The thief was never discovered, nor have we even seen the ‘Florentine Tragedy,’ the ‘Mr. W. H.’ story, or one of the other plays – ‘The Duchess of Padua’ – since that time. Curiously enough, the manuscript of the third play [‘La Sainte Courtisane’], a tragedy somewhat on the lines of ‘Salome,’ was discovered by a friend of Mr. Wilde’s in a second-hand bookshop in London in 1897. It was sent to the author in Paris, and was not heard of again. After his death in 1900 it could not be found. With regard to ‘The Duchess of Padua,’ the loss was not absolute, for this play, a five act tragedy, had previously been performed in America, and I possessed the ’prompt’ copy. [see ‘The Duchess of Padua’, no. 26].“ (“Play’s Strange History“, interview with Robert Ross, in The Tribune, London, 4 June 1906, see also Ingleby, Oscar Wilde, pp. 215-6)

“At the time of Wilde’s trial the nearly completed MS. of La Sainte Courtisane was entrusted to Mrs Leverson, the well-known novelist, who in 1897 [?1898, see Complete Letters, p. 642n] went to Paris to restore it to the author. Wilde immediately left the only copy in a cab. A few days later he laughingly informed me of the loss, and added that a cab was a very proper place for it. … All my attempts to recover the lost work failed. The passages here reprinted are from some odd leaves of a first draft.“ (Robert Ross, “Preface“, 1910, p. xv)

“The Sphinx has (1) The Duchess of Padua. (2) The manuscript of La Sainte Courtisane. (3) A bundle of A. D. letters. Would you give her from me my kind regards and most affectionate wishes and ask her to let Robbie have them, as I want them all three as soon as I am released.“ (letter to More Adey, 7 April 1897, Complete Letters, p. 797)

“A small quarto book of ruled paper, bound up in black shining cloth, contains the only ‘true original copy’ of the late Oscar Wilde’s barely known play, named ‘The Woman Covered With Jewels,’ written in prose, and entirely in his small, neat holograph. Like his wonderful Flaubertian study, ‘Salomé,’ it is a tragedy in one act. Its theme is the elemental one of passion and temptation in the wilderness. Other themes stated and reiterated are those of self-renunciation, devotion, beauty, vanity, and greed.
This play was written about seven years ago and, in all probability, was only read by about seven persons. It was presented by its author to a charming and cultivated Mayfair lady, well known in London society. Through her kindness a few London litterateurs were enabled to read it. This manuscript book is now lost. We have not succeeded in tracing a second copy anywhere, so that, probably, its only record may be in this article.
… While he was living for a short period, at Posilippo rumours reached London of works he was engaged upon. One heard of ‘Pharao,’ a poem dealing with the Egyptian king and the plagues that descended upon him. A modern comedy of manners was also spoken of as being on the stocks and a translation. …
There is little doubt that the lost tragedy by Wilde was intended originally – like ‘Salomé – for Sarah Bernhardt. …“ (G. F. Monkshood, “Oscar Wilde’s Only Unpublished Play: ‘The Woman Covered With Jewels.’“, Reynold’s Newspaper, 23 August 1903, p. 2)

- **Given problem 1**
From the passages on Wilde's lost manuscripts, list the themes that the 1903 newspaper excerpt says are "stated and reiterated" in "The Woman Covered With Jewels."
- **Given problem 2**
In the passages on Wilde's lost manuscripts, where did Wilde leave the only copy of La Sainte Courtisane?
- **Given problem 3**
Continue the passages on Wilde's lost manuscripts from the point where they stop.

- **Supplied records**
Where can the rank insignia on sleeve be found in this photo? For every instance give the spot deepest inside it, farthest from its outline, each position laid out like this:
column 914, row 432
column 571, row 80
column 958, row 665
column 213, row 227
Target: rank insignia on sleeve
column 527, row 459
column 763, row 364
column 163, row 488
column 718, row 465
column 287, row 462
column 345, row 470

- **Expected answer 1**
self-renunciation, devotion, beauty, vanity, greed

- **Expected answer 2**
In a cab.

- **Expected answer 3**
La Sainte Courtisane survives in a much more fragmentary form than A Florentine Tragedy; moreover the version of it published by Ross in his 1908 Collected Edition (and subsequently reprinted in the Collins Complete Works) was considerably ‘tidied up’ by its first editor. Wilde’s manuscript has no names of characters or stage directions; there are just heavily corrected blocks of speech.“ (Guy and Small, Studying Oscar Wilde, p. 159) 

NOTES, DRAFTS, MANUSCRIPTS

Version

Present Location

Shelfmark

Provenance

Catalogue Entries / Notes

1. Autograph Notebook

32 pages, including 3 pages of fragmentary passages of An Ideal Husband

[ca. 1894?]

William Andrews Clark Memorial Library
University of California, Los Angeles, CA

W6721M3  L111

no digital copy

Wilde, Oscar
La sainte courtisane, or The lady covered with jewels.
Bound. MS. 32 p.; English; Wilde W6721M3 L111.
Reel: 24, Item No. 22“

La sainte courtisane, or the lady covered with jewels. 1894
MS 32 p. Bound in black leather. Manuscript notebook containing the original MS of La sainte courtisane, or The Lady Covered with Jewels, identical with the printed version which first appeared in the 1908 edition of collected works; also, fragmentary passages from An Ideal Husband.“

(not in Finzi)

“Manuscript notebook containing La sainte courtisane and three pages with fragmentary passages intended for An Ideal Husband
(Riquelme,  p. 309)

“AMS in bound lined notebook, in 32 leaves in pencil, with deletions and corrections. At the end of the notebook there are fragments of speeches from An Ideal Husband. The opening stage directions of the draft of La Sainte courtisane correspond to Ross’s edition (vol. XIV), but the remaining text has no names of characters, simply blocks of speech, and no stage directions whatsoever. The Clark catalogue claims that it is the draft of La Sainte courtisane, as printed in 1908 edition; but the MS text is different in places from that printed by Ross. … 

Ross also re-orders material to make greater sense of it. …“
(Small,
Oscar Wilde Revalued, pp. 146-7)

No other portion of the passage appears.